Monday, 31 March 2014
The Monster In Search Of A Metaphor
Time for the second part of my episode-by-episode dissection of "The Invasion". This second part is no less chaotic and ad-hoc than the first, of course. If anything, things have only gotten worse.
In which various plans and plots are uncovered.
Others here have said how this story is a prototype for the UNIT era in more ways than one, with Vaughn filling in for the Master. It's a nice catch, but I think it rather undervalues Vaughn. The Master's MO is to assume his treacherous alien allies will be unswervingly loyal to him, only to run around like a headless Ergon in the last episode when his assumed allies stab him in the back.
Vaughn, by contrast, has clearly thought things through. He's already sussed out the Cybermen's weakness, and his trial run of the Professor's machine here shows real promise. He's obviously playing for high stakes - being willing to move forward the invasion despite not yet having a fully-functional weapon to use against his allies - but he's not blundering in blindly. I particularly like his arguments with the Cyber-Computer. It's so obvious the CC is just agreeing to his demands because they plan to betray him the very instant the Cyberflag (made, one presumes, from tinfoil, and decorated with Mondas script demanding you give your age) flies above Geneva, but Vaughn has no illusions. I don't think the Cybermen are falling for it either. I think both sides know the other is lying to them, and they're jockeying to see who can get the most out of the deal. Considering so much of this serial requires us to find Vaughn interesting, it's a good way to go.
(I don't get his panic about UNIT, though. I can't possibly believe there's any meaningful difference between launching the invasion before UNIT shows up and after. How long is the world going to take to get to combat readiness because a Brigadier in England tells them he's found some robots in an IE shed?)

● ● ● ●

### Exercises
**1.** Set down the passage of the blog post on "The Invasion" starting at "Monday, 31 March" and ending at "plots are uncovered.".
**2.** Summarize the blog post on "The Invasion" in two sentences.
**3.** Extend the blog post on "The Invasion" beyond its final paragraph.

[Object location annotation data]

● ● ● ●

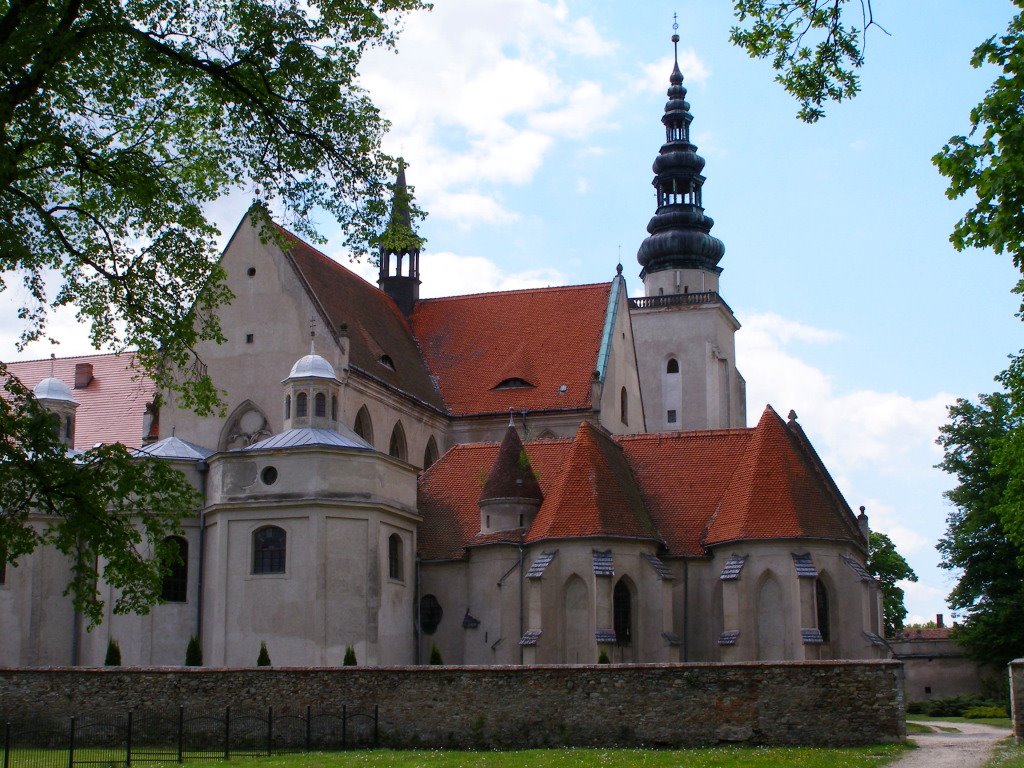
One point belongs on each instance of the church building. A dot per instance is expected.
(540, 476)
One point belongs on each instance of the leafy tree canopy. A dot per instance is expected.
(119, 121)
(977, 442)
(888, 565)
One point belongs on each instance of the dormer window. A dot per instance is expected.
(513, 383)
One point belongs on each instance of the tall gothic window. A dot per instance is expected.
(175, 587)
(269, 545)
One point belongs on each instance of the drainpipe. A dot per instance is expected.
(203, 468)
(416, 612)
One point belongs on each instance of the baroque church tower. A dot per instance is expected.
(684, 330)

● ● ● ●

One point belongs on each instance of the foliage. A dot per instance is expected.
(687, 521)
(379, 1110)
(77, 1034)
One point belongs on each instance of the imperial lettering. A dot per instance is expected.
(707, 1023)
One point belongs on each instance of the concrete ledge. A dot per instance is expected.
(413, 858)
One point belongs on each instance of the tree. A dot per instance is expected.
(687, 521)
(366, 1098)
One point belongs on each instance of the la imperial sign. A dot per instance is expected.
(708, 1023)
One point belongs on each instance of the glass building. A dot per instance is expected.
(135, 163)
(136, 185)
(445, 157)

● ● ● ●

### Answers per task
**1.**
Monday, 31 March 2014
The Monster In Search Of A Metaphor
Time for the second part of my episode-by-episode dissection of "The Invasion". This second part is no less chaotic and ad-hoc than the first, of course. If anything, things have only gotten worse.
In which various plans and plots are uncovered.

**2.** In this second part of an episode-by-episode look at "The Invasion," the writer argues that calling Vaughn a stand-in for the Master undervalues him, since Vaughn has thought things through and already worked out the Cybermen's weakness. In his arguments with the Cyber-Computer, each side knows the other is lying and is jockeying to get the most from the deal, though the writer can't see why Vaughn panics about UNIT.

**3.**
A word or two on the sexism of the Brigadier. What's up with that? How hard could it possibly be to tell Isobel she shouldn't start her career as papparazzo by chasing down Cybermen because she's a civilian? The Brig is quite right that this is a job best left to people trained to sneak around the enemy without getting the crappy end of a Cyberman chest-accordion and its knock-off Dalek ray gun. Dragging Isobel's gender into it is just guaranteed to annoy her for no damn reason, and ultimately that annoyance translates into her trying to prove she's just as good as the boys.
Not that Jamie helps here of course. Though perhaps we shouldn't blame an 18th Century man for so backwards an opinion. Besides, he sounded like he was joking, and the way Zoe and Isobel immediately cut his legs out from under him in response is great. Besides, Jamie's sexism isn't nearly so alarming as his racism. Assuming something must be a Cyberman just because it's silver and has handles for ears? Disgraceful.
(Though this is immediately followed by possibly my favourite ever Troughton line: "Let's get back to the canoe!".)
And so, at last, after a period of time into which you could fit Ghost Light AND Survival, the invasion finally gets underway. It’s lucky for us UNIT forced Vaughn to accelerate his plans; otherwise this eight-part epic might have needed to be retitled The Careful Preparation.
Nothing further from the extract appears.